TASK PROMPT –
Every record below should be written out exactly; pictures stay out.

RECORDS SHOWN –
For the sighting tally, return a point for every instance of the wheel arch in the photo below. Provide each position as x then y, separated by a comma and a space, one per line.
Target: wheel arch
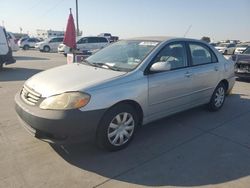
135, 105
225, 83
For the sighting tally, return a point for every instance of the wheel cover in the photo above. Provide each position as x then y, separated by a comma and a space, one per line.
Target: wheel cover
121, 129
219, 97
46, 48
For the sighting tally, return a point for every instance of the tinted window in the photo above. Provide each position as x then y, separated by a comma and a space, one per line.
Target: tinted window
247, 51
56, 40
101, 39
174, 54
93, 40
201, 54
82, 41
32, 40
231, 45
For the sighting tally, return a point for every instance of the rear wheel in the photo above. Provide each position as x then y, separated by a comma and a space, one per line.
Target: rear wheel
26, 47
46, 48
218, 98
117, 127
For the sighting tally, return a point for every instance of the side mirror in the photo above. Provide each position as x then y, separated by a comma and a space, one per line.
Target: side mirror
160, 66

SOLUTION FOR THIS TASK –
For the sighting tally, return a point for every instance of the wheel arch in the photo below. Provide each position as x then y, separated by a comma and a space, one per line.
Target: wheel arch
135, 105
225, 83
For the sighting tally, return a point for every instance of the wheel cover in the photo above. Provide each position as x then y, separated by a comma and a space, one per line.
Target: wheel cover
121, 129
219, 97
46, 48
For the sighting tally, return a point for every instance of the tinted window in the photo above. Provide each position as x then y, separated by a comma and a space, one per line.
Target: tinted window
247, 51
56, 40
101, 39
174, 54
93, 40
201, 54
82, 41
32, 40
231, 45
For the sighting tally, return a point for every instance of the rear wheel in the photo above. Provide each position as x then y, separated by a comma and a space, one per line.
Target: rear wheel
26, 47
46, 48
218, 98
117, 127
For the sighting tally, return a point for every instance of the side mirror in the photo above. Provide each position as x then y, separated by a comma and a space, one per line.
Target: side mirror
160, 66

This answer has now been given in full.